- **To do**
Find "Target: cast iron cookware" in the material below, then copy that line and every subsequent line to the end, exactly.

- **Raw data**
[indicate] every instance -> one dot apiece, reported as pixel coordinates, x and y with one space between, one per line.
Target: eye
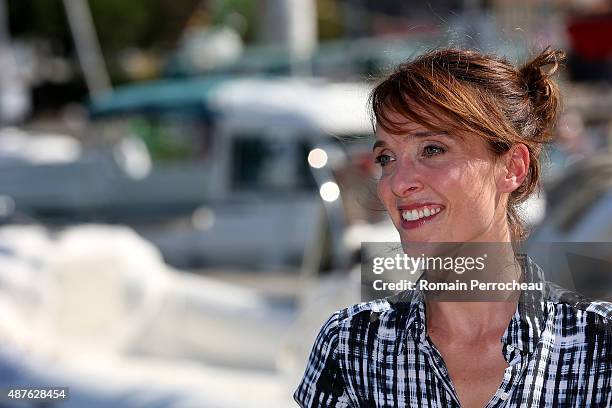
433 150
383 159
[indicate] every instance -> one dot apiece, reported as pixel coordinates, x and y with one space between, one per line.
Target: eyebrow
381 143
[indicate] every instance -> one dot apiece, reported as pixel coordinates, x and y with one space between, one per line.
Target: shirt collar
523 331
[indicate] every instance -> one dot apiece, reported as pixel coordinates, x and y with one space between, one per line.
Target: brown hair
467 91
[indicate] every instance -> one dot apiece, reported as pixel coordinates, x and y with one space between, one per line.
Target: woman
458 140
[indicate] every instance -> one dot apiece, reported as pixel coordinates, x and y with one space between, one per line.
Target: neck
470 320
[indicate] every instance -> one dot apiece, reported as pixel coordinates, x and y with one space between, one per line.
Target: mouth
416 216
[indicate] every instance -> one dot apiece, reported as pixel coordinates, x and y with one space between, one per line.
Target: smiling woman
458 140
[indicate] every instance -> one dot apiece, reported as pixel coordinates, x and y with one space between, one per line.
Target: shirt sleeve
322 384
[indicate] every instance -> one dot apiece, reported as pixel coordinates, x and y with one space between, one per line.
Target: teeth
414 215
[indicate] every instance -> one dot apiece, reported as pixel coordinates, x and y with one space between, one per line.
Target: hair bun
542 91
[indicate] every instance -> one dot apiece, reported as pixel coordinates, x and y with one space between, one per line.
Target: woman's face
441 187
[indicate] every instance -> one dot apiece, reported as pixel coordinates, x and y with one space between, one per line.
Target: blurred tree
119 24
329 20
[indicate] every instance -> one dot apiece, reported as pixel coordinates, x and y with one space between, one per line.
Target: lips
417 214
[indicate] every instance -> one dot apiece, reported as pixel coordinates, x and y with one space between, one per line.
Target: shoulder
380 316
572 310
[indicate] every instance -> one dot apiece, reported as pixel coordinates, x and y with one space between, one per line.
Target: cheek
476 185
385 194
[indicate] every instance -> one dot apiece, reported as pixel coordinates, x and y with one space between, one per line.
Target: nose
405 180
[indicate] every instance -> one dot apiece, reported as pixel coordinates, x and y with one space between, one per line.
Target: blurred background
185 184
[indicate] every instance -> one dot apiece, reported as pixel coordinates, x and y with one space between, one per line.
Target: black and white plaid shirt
558 346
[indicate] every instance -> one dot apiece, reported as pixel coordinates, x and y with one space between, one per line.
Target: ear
515 168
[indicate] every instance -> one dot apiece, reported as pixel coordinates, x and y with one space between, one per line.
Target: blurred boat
213 171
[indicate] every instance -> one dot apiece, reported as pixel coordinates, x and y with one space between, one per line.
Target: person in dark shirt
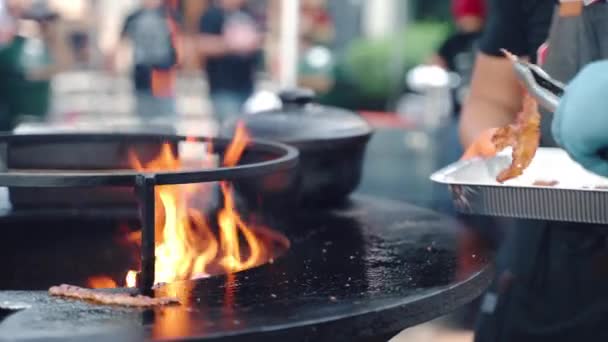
152 30
551 276
230 44
457 53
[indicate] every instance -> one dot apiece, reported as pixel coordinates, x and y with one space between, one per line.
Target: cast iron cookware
331 141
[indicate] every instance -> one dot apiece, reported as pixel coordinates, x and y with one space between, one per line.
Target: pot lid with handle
299 120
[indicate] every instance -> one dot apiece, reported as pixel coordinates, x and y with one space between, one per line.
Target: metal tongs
546 90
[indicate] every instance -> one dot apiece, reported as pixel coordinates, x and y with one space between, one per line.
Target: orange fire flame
186 245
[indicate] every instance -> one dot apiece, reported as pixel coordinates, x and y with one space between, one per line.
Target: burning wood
121 299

- **Exercise response**
Target: cast iron cookware
331 141
[indicate] every instance -> one dot apiece, reported as pixel coordinates, x and y with one space between, one per line.
Target: pot lid with handle
299 120
[indicate] every instance -> one dot apiece, reported as pixel coordinates, x and y with one space between, one per line.
Target: metal tongs
546 90
[indicate] every instance -> one dot apiece, reported as pixel coordinates, x and y with one space between, one per line.
Target: orange fire flame
186 245
[indicate] every instance -> one dot apiece, reported as pixel coordinates, x and y with one space between, one per line.
Target: burning wood
121 299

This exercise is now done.